▶ [What this task involves]: Copy the passage of the news report on Kofi Annan's Cape Town remarks below, word for word, from "CAPE TOWN, Mar" to "four-nation African trip.".

▶ [Extracted text]:
=-=-=

CAPE TOWN, Mar 14 (Reuters) UN Secretary-General Kofi Annan today praised South Africa for working to resolve crises in Zimbabwe and elsewhere on the continent and said countries could no longer claim their problems were internal.

''When any country gets caught in a downward spiral of poverty, mismanagement and conflict, this is bound to be a problem for its neighbours,'' Annan told South Africa's Parliament.

''And the best neighbours are those who play a constructive part in helping to halt and reverse the spiral before it leads to a complete meltdown,'' said Annan, who is in South Africa on the first stop of a four-nation African trip.

Earlier he told reporters he hoped to visit Zimbabwe before his term ends at the end of 2006 to discuss the southern African nation's political and economic crisis.

He praised South African President Thabo Mbeki for trying to negotiate a settlement in Zimbabwe with President Robert Mugabe.

=-=-=

▶ [Data to examine]:
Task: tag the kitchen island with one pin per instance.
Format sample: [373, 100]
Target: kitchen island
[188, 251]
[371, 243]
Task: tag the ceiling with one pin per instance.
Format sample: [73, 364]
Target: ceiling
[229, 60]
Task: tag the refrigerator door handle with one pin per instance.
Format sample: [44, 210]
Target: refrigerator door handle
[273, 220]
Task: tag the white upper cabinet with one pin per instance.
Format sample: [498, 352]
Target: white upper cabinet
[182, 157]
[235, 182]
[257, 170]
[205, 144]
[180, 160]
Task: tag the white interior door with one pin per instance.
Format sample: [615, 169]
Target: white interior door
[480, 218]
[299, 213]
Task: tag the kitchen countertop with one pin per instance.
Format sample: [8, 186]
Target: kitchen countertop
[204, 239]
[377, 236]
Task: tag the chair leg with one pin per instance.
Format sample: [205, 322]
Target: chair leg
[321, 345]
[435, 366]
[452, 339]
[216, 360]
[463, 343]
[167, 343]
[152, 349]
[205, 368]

=-=-=

▶ [Expected answer]:
CAPE TOWN, Mar 14 (Reuters) UN Secretary-General Kofi Annan today praised South Africa for working to resolve crises in Zimbabwe and elsewhere on the continent and said countries could no longer claim their problems were internal.

''When any country gets caught in a downward spiral of poverty, mismanagement and conflict, this is bound to be a problem for its neighbours,'' Annan told South Africa's Parliament.

''And the best neighbours are those who play a constructive part in helping to halt and reverse the spiral before it leads to a complete meltdown,'' said Annan, who is in South Africa on the first stop of a four-nation African trip.